Problem
Return every line from the entries below that contains the word "black", copying each one in full.

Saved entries
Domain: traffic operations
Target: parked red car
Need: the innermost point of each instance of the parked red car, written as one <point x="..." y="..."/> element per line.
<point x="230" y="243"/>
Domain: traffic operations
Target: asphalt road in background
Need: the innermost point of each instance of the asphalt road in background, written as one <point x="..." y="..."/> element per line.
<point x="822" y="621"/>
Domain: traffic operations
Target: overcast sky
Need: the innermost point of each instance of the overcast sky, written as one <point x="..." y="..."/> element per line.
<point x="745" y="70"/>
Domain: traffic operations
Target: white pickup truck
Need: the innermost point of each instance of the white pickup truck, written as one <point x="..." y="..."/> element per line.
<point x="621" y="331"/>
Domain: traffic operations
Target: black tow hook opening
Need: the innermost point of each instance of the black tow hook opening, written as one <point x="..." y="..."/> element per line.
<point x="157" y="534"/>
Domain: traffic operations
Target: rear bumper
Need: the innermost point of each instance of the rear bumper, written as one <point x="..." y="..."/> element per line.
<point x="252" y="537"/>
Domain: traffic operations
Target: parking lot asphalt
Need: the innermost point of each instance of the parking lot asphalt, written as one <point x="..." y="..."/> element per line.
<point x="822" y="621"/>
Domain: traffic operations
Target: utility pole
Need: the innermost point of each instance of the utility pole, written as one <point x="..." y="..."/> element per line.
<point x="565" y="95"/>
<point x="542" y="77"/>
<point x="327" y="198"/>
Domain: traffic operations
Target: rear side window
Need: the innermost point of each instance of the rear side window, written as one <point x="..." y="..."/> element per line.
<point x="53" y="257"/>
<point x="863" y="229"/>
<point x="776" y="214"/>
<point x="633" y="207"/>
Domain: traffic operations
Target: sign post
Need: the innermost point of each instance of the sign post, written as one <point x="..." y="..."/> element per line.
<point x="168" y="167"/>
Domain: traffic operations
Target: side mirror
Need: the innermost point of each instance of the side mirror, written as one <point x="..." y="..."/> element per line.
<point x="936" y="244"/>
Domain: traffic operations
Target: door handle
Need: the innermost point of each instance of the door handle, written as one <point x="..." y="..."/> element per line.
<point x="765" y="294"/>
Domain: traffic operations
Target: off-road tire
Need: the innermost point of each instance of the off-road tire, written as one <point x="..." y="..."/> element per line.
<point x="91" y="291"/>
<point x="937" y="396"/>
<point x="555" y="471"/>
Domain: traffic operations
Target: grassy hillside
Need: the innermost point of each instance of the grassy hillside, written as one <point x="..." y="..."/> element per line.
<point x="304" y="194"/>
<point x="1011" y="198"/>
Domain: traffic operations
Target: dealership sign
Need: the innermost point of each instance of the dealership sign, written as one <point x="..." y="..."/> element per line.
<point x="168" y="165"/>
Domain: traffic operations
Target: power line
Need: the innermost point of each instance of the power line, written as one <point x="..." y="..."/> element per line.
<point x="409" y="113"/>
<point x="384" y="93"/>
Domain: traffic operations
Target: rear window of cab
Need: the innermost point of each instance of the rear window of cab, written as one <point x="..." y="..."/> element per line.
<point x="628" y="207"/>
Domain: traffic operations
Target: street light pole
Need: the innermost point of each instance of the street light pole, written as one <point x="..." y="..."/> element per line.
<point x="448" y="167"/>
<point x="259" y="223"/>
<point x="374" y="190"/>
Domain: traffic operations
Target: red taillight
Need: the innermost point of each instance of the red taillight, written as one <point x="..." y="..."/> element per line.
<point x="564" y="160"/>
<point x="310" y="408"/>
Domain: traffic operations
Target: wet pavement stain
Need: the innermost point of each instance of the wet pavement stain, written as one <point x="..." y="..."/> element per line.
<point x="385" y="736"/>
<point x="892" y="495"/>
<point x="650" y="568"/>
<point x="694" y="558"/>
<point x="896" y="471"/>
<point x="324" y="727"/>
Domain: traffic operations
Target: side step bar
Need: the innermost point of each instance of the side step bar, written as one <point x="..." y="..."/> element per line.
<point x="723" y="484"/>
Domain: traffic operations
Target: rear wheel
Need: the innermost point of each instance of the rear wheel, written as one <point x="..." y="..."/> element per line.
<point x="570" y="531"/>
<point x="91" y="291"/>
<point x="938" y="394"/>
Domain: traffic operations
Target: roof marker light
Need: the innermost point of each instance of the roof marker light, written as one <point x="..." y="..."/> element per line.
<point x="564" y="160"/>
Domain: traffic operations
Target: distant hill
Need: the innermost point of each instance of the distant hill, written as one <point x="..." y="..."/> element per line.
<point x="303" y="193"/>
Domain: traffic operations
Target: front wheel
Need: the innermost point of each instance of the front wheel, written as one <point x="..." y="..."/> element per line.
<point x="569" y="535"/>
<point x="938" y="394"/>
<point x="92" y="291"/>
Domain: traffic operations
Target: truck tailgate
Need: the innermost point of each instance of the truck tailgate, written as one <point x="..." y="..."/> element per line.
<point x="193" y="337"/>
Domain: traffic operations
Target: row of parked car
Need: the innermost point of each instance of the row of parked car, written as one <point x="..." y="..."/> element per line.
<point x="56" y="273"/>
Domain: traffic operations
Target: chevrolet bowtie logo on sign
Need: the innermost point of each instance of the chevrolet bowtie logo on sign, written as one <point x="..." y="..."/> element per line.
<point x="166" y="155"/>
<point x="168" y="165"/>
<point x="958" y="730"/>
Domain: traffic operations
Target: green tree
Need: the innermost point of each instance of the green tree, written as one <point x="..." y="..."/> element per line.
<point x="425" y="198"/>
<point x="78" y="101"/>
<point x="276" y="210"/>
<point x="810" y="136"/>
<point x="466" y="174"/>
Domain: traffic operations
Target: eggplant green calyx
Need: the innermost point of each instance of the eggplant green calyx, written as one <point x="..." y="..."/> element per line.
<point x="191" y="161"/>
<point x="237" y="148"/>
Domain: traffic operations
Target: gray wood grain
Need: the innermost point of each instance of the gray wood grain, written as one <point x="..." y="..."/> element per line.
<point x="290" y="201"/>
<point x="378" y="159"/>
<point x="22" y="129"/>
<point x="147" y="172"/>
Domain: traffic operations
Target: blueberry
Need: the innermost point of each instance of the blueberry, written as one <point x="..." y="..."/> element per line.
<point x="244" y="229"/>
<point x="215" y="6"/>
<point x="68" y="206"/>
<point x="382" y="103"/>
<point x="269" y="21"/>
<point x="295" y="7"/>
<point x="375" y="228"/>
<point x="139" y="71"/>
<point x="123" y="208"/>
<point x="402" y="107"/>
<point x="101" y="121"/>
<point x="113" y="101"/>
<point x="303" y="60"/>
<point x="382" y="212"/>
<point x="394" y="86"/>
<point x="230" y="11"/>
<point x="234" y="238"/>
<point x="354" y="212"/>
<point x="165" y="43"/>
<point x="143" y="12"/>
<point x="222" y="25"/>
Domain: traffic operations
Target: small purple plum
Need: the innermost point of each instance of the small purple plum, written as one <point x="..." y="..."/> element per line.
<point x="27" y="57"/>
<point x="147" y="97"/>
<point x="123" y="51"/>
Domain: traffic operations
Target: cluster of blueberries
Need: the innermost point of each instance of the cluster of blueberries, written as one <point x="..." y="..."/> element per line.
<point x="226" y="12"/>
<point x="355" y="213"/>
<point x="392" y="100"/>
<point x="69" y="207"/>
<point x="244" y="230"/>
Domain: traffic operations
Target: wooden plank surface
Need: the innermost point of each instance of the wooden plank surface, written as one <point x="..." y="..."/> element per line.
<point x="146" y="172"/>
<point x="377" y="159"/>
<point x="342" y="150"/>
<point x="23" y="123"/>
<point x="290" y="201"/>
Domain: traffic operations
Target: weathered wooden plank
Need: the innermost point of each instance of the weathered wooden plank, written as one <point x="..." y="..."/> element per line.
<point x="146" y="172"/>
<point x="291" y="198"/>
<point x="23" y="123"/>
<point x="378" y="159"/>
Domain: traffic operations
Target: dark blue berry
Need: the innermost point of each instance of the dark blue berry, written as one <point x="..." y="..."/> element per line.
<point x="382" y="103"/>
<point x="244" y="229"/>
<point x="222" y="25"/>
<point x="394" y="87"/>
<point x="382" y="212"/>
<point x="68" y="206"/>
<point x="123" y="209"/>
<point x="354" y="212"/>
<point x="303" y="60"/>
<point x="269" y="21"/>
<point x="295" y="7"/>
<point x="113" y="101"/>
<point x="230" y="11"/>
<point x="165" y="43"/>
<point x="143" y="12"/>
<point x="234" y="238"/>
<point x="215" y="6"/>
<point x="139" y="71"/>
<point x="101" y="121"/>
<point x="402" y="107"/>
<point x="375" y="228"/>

Output below
Target: black tow hook opening
Need: the innermost point of each instance of the black tow hook opening, written as one <point x="..." y="..."/> element per line.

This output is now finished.